* [PROBLEM DETAILS] Reproduce the data below verbatim, keeping every line and character unchanged.

▬▬▬▬▬▬▬▬▬▬

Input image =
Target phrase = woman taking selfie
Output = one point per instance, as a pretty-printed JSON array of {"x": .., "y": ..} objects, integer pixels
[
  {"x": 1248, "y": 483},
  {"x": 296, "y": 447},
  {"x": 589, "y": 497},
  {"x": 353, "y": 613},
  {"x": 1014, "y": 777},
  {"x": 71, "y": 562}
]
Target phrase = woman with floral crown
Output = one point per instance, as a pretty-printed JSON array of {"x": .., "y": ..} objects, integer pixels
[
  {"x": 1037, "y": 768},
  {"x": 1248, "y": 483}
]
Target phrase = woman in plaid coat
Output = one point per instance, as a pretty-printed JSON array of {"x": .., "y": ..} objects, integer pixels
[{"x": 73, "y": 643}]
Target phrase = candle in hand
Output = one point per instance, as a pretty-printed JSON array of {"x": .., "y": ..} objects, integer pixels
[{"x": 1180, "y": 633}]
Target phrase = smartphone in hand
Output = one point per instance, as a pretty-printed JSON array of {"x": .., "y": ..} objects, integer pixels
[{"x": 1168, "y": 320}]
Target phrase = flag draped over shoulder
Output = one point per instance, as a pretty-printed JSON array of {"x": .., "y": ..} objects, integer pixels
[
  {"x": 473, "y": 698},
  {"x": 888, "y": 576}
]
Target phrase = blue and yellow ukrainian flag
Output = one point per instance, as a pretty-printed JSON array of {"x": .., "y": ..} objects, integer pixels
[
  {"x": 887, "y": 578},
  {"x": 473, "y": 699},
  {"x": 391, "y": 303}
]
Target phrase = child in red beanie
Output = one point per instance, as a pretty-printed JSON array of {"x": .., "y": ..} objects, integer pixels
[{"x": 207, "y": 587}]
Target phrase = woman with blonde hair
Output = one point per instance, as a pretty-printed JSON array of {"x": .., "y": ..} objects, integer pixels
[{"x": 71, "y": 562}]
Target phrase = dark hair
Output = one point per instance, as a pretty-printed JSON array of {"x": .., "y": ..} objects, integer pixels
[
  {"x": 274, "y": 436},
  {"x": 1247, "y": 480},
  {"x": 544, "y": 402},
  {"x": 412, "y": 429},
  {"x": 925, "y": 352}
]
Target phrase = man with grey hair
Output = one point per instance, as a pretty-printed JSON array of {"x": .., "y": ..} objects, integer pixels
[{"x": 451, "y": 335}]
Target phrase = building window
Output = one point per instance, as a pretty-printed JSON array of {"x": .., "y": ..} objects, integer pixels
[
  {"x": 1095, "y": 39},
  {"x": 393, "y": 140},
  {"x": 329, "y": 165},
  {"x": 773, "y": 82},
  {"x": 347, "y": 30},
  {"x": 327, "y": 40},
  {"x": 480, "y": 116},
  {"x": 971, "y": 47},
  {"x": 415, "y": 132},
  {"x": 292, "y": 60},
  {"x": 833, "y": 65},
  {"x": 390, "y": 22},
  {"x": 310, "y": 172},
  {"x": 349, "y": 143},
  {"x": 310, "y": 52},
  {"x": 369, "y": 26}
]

▬▬▬▬▬▬▬▬▬▬

* [TASK OUTPUT]
Input image =
Target phrase = woman taking selfie
Output = one point per instance, as a pretty-printed JSON array of {"x": .., "y": ..} objects, integer pixels
[
  {"x": 1248, "y": 483},
  {"x": 296, "y": 447},
  {"x": 589, "y": 497},
  {"x": 353, "y": 613},
  {"x": 1014, "y": 777},
  {"x": 71, "y": 562}
]
Target phrase = woman with floral crown
Output = one point per instance, as a pretty-printed JSON array of {"x": .., "y": ..} objects, integer pixels
[
  {"x": 1037, "y": 768},
  {"x": 1248, "y": 483}
]
Target phrase = woman in plaid coat
Output = one point per instance, as a pretty-printed JSON array of {"x": .., "y": ..} objects, integer pixels
[{"x": 73, "y": 643}]
Target phrase = candle in hand
Output = one point per instance, as a pretty-printed JSON array of {"x": .., "y": ..} objects, integer pixels
[{"x": 1180, "y": 633}]
Target phrase = smartphone in hand
Output = one point per instance, as a pretty-printed JSON array of {"x": .., "y": ..} objects, integer pixels
[{"x": 1168, "y": 320}]
Target phrase = flag draped over shoulder
Output = one point per instance, as a pretty-printed JSON array of {"x": .., "y": ..} objects, integer pixels
[
  {"x": 473, "y": 698},
  {"x": 888, "y": 576}
]
Target phrase = blue and yellow ukrainian flag
Output = one point per instance, as a pretty-printed JSON array of {"x": .., "y": ..} objects, integer pixels
[
  {"x": 887, "y": 578},
  {"x": 473, "y": 699},
  {"x": 391, "y": 303}
]
Target phrase = child in red beanie
Output = one point per instance, as a pretty-printed JSON array of {"x": .., "y": ..} objects, integer pixels
[{"x": 207, "y": 587}]
Target phrase = woman with blonde hair
Output = one point per instance, as a pretty-printed JSON array of {"x": .., "y": ..} objects, integer pixels
[{"x": 71, "y": 562}]
Target phrase = dark hair
Output = one point per instance, as a pretty-printed JSON array of {"x": .., "y": ..} objects, integer pixels
[
  {"x": 274, "y": 436},
  {"x": 1247, "y": 480},
  {"x": 544, "y": 402},
  {"x": 412, "y": 429},
  {"x": 925, "y": 352}
]
Target phrase = man with grey hair
Output = one point per instance, as a pretty-printed JSON array of {"x": .., "y": ..} objects, integer pixels
[{"x": 451, "y": 335}]
Target phrase = building window
Output = one point per instance, as a pretty-printed JSON array of {"x": .., "y": ..} objects, integer pixels
[
  {"x": 1095, "y": 39},
  {"x": 393, "y": 140},
  {"x": 329, "y": 165},
  {"x": 773, "y": 82},
  {"x": 347, "y": 30},
  {"x": 327, "y": 40},
  {"x": 480, "y": 116},
  {"x": 971, "y": 47},
  {"x": 415, "y": 132},
  {"x": 292, "y": 60},
  {"x": 833, "y": 65},
  {"x": 390, "y": 22},
  {"x": 310, "y": 172},
  {"x": 349, "y": 143},
  {"x": 310, "y": 52},
  {"x": 369, "y": 26}
]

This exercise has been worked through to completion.